▶ WORK TO BE COMPLETED:
Rewrite everything from the line containing "pile of tomato." down to the line containing "[188,48,472,384]", replacing "Planogram compliance check" with "Shelf audit" and keeping all else unchanged. Leave the pictures out of your answer.

▶ SUPPLIED DATA:
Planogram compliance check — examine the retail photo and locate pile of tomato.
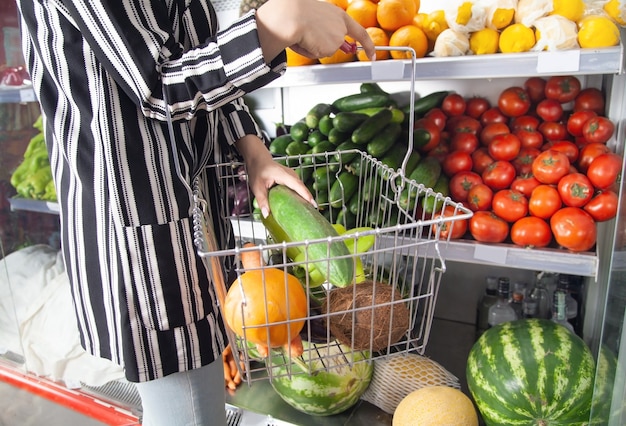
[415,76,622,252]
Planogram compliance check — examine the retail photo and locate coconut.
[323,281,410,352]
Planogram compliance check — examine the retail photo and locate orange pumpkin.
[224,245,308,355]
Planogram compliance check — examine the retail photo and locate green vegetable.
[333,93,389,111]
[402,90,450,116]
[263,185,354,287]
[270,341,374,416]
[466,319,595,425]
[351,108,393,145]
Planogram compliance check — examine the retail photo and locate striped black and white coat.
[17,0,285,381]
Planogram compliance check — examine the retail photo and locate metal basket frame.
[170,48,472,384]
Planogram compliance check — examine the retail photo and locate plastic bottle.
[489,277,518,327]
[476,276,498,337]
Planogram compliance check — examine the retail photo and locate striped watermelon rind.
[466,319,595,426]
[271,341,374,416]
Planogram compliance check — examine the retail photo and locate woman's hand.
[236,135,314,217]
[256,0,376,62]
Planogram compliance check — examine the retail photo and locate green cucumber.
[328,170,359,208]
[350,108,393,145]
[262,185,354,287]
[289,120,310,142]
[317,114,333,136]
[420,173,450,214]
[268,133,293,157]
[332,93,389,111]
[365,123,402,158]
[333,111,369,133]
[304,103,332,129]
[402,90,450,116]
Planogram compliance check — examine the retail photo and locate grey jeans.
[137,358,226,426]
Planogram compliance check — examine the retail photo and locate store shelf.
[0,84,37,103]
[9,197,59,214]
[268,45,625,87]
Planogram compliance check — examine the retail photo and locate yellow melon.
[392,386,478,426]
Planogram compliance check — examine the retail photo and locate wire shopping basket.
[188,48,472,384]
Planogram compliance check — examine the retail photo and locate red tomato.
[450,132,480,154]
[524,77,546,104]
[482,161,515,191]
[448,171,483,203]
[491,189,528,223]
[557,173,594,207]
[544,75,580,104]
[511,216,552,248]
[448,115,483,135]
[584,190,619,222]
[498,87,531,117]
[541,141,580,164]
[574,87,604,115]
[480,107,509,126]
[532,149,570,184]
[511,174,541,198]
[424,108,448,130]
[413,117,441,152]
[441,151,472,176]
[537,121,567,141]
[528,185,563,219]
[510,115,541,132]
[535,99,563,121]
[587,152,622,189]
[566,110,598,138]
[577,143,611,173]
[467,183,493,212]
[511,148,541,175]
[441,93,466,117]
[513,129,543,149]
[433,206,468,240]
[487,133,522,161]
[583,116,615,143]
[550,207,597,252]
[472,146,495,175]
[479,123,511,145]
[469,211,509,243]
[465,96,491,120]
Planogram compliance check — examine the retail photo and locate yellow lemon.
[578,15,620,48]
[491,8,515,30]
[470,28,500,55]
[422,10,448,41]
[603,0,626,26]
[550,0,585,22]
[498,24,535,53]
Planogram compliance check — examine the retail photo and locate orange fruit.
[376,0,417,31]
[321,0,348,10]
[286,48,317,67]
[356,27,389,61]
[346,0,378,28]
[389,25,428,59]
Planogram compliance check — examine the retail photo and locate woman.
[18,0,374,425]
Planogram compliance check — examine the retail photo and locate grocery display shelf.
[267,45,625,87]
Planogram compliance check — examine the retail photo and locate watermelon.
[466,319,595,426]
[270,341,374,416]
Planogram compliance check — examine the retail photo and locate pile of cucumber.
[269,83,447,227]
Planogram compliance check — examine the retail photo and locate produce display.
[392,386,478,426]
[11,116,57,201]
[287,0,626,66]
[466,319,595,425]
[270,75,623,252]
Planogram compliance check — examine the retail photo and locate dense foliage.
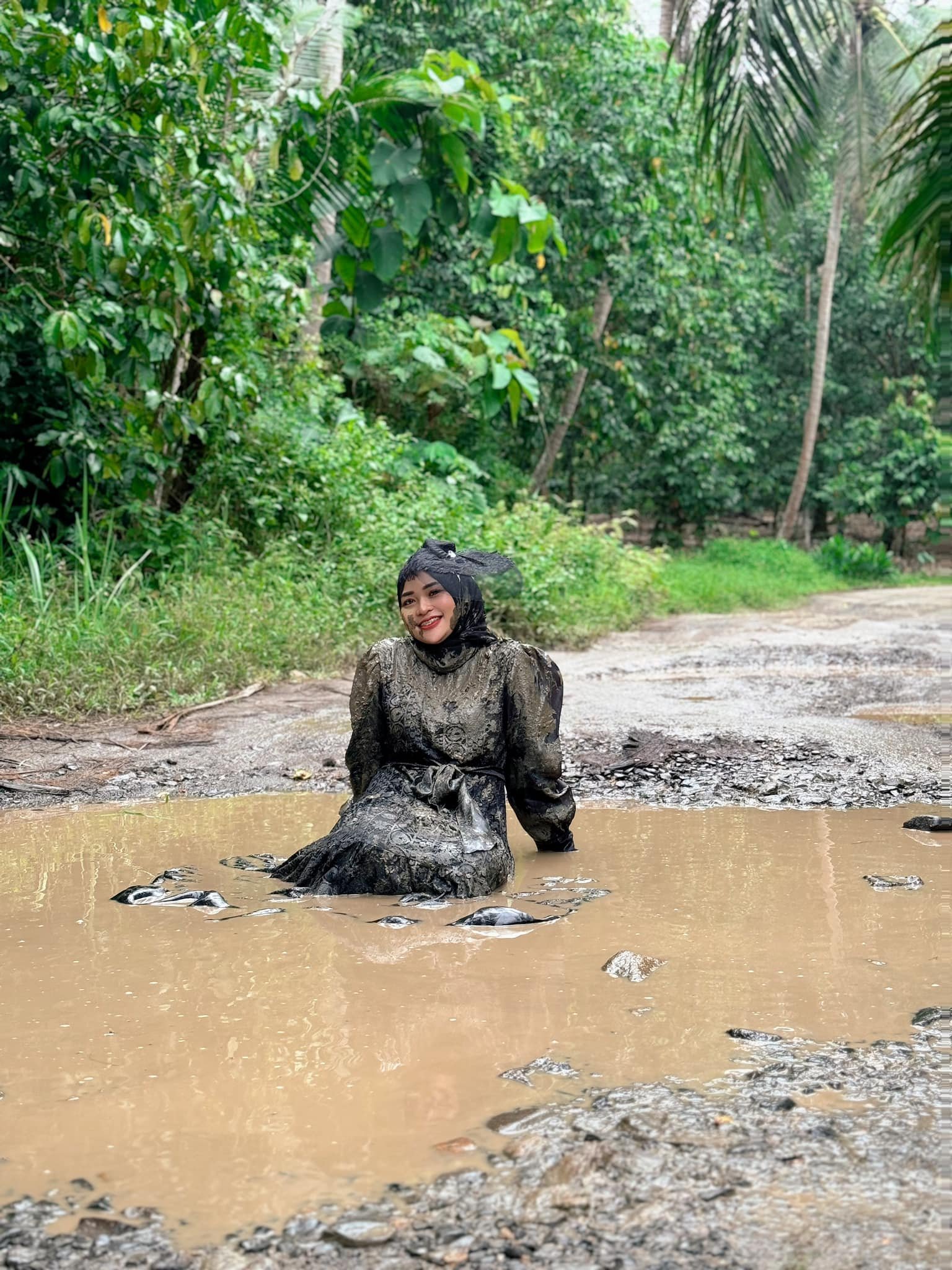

==

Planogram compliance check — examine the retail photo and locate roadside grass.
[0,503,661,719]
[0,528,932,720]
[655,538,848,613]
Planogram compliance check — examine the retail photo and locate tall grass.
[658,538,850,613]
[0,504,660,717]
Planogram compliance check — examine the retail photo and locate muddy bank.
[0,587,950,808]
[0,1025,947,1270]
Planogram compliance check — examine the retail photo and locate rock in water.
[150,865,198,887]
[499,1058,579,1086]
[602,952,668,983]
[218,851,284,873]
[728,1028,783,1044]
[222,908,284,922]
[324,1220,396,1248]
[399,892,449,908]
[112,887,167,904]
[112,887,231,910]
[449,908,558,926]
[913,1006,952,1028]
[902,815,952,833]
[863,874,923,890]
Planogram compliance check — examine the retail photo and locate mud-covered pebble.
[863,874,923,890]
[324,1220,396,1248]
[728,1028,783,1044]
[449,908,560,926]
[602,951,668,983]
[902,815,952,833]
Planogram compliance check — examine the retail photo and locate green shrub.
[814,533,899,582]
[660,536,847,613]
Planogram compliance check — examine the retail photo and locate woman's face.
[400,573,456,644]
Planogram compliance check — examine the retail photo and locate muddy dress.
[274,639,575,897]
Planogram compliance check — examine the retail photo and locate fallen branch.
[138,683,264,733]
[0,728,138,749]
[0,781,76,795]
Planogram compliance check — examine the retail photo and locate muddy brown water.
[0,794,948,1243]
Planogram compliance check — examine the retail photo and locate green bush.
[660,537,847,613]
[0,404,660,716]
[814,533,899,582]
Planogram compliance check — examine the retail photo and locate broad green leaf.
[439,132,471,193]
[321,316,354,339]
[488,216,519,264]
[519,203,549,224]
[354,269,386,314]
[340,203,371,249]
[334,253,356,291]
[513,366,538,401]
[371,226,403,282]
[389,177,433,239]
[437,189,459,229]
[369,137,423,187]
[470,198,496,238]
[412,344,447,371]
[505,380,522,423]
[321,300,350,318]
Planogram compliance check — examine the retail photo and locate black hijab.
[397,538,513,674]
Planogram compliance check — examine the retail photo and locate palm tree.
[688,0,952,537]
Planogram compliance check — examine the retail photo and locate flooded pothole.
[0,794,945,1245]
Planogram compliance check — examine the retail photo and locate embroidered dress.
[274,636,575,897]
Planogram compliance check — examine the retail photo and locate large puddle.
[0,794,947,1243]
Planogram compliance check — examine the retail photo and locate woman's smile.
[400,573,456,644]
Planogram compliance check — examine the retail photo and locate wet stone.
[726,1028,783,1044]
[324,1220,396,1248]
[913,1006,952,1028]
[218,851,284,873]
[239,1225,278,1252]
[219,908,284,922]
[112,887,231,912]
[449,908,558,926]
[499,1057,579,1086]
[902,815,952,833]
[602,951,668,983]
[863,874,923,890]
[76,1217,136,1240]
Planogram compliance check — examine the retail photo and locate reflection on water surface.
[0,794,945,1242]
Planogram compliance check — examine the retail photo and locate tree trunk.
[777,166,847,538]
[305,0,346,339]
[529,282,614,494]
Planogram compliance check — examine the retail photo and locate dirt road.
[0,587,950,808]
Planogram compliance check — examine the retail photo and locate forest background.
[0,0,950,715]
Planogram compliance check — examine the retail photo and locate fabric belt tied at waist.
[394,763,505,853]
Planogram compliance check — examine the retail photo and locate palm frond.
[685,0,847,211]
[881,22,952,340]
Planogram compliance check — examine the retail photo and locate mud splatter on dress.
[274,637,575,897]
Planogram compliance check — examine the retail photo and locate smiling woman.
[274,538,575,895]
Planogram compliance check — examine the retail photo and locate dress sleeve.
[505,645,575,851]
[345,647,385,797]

==

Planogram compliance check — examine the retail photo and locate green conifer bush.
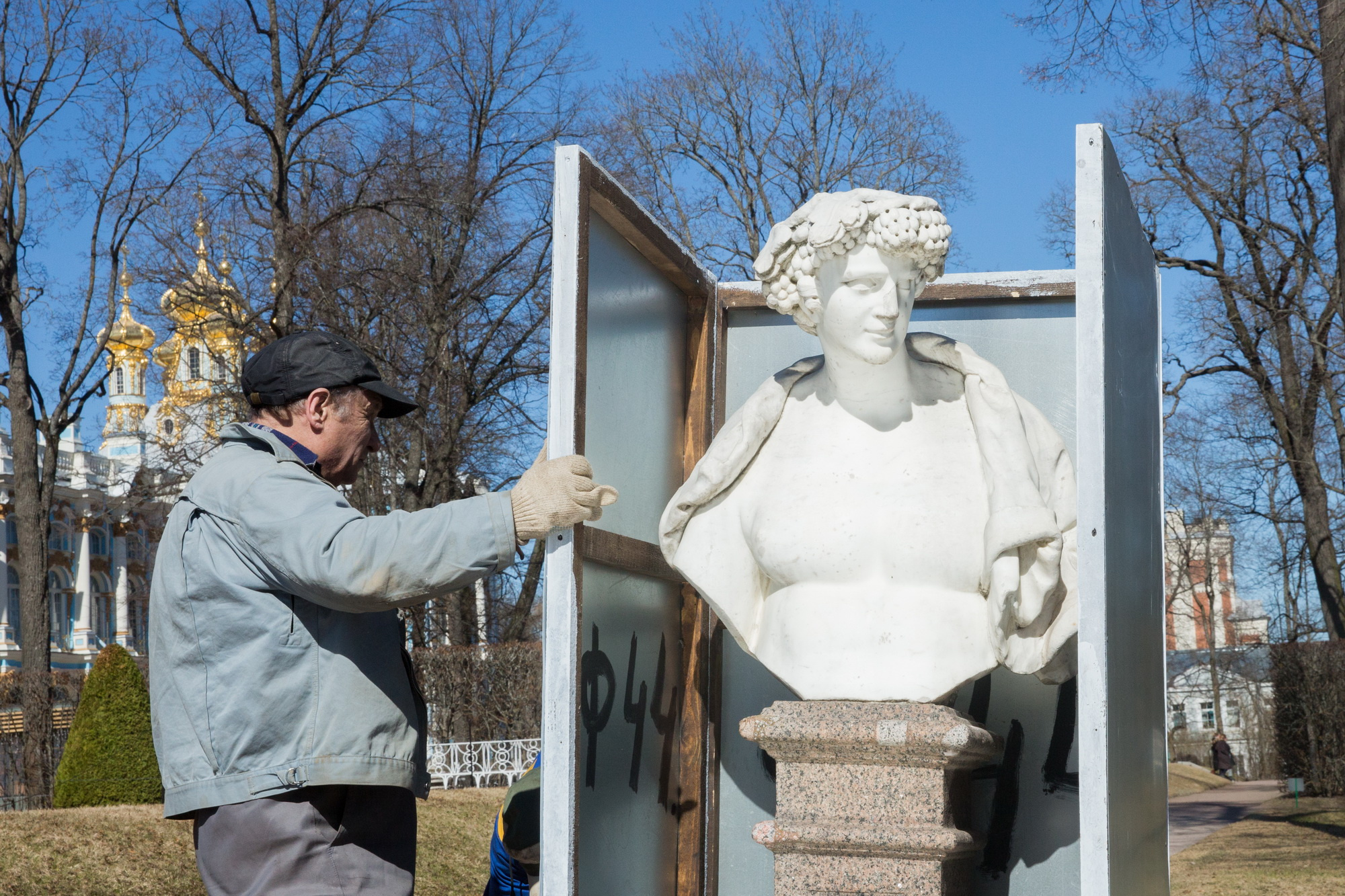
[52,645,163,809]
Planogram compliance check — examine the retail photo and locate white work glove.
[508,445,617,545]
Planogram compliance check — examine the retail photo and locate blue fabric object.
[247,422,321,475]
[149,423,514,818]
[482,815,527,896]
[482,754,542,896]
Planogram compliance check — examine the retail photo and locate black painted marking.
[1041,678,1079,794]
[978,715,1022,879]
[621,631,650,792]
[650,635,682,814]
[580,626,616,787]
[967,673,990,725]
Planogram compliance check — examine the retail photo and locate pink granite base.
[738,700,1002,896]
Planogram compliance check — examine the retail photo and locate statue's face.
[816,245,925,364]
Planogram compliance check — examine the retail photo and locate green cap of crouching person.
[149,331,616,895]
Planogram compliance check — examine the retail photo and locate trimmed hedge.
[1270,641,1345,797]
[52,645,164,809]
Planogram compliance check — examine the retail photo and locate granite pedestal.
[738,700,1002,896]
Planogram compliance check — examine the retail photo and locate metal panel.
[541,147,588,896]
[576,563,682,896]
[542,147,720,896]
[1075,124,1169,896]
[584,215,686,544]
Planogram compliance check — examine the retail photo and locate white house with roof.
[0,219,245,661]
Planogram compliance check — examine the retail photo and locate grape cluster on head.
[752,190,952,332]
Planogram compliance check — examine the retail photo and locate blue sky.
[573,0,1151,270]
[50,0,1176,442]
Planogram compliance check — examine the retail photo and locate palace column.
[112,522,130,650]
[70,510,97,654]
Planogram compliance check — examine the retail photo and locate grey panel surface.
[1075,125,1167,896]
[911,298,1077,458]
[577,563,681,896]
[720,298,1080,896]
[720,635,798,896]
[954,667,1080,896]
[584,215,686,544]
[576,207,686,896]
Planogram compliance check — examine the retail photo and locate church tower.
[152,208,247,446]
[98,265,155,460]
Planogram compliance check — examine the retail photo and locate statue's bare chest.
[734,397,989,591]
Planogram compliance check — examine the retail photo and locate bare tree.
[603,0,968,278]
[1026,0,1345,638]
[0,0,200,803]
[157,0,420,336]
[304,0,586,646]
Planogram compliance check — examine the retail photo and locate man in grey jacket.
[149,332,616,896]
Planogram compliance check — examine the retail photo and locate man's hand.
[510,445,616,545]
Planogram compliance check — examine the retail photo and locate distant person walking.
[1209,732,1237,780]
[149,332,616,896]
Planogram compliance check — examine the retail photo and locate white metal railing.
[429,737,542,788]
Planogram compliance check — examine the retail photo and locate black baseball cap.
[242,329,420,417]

▶ FINISHED ANSWER:
Shelf audit — examine the retail photo and locate pile of tomato.
[415,76,622,252]
Shelf audit — examine the retail photo and locate coconut.
[323,281,410,352]
Shelf audit — examine the retail photo and locate orange pumpkin.
[224,245,308,355]
Shelf audit — examine the retail photo and locate green vegetable.
[333,93,389,111]
[402,90,450,116]
[263,185,354,287]
[270,341,374,416]
[466,319,595,425]
[351,108,393,145]
Shelf audit — examine the retail photo and locate striped black and white coat.
[17,0,285,381]
Shelf audit — examine the retail photo and locate metal basket frame.
[170,48,472,384]
Shelf audit — examine the retail photo and locate plastic bottle.
[489,277,518,327]
[476,276,498,337]
Shelf audit — examine the retail photo and locate striped watermelon rind.
[466,319,595,426]
[271,341,374,416]
Shelf audit — examine the retail photo and locate woman's hand.
[236,135,314,217]
[256,0,376,62]
Shelf audit — examine the retail photo and locate green cucumber.
[328,170,359,208]
[350,108,393,145]
[262,185,354,287]
[289,120,310,142]
[317,114,333,136]
[420,173,450,214]
[268,133,293,157]
[332,93,389,111]
[365,123,402,158]
[333,111,369,133]
[304,103,332,129]
[402,90,450,116]
Shelf audit — examine the retail photo and locate grey jeans.
[137,358,226,426]
Shelf audit — examine the retail photo and locate store shelf.
[0,84,37,103]
[9,197,59,214]
[268,45,625,87]
Shelf audit — examine the retail photo and locate yellow melon.
[392,386,478,426]
Shelf audit — examine the retail photo and locate wire shopping basket.
[188,48,472,384]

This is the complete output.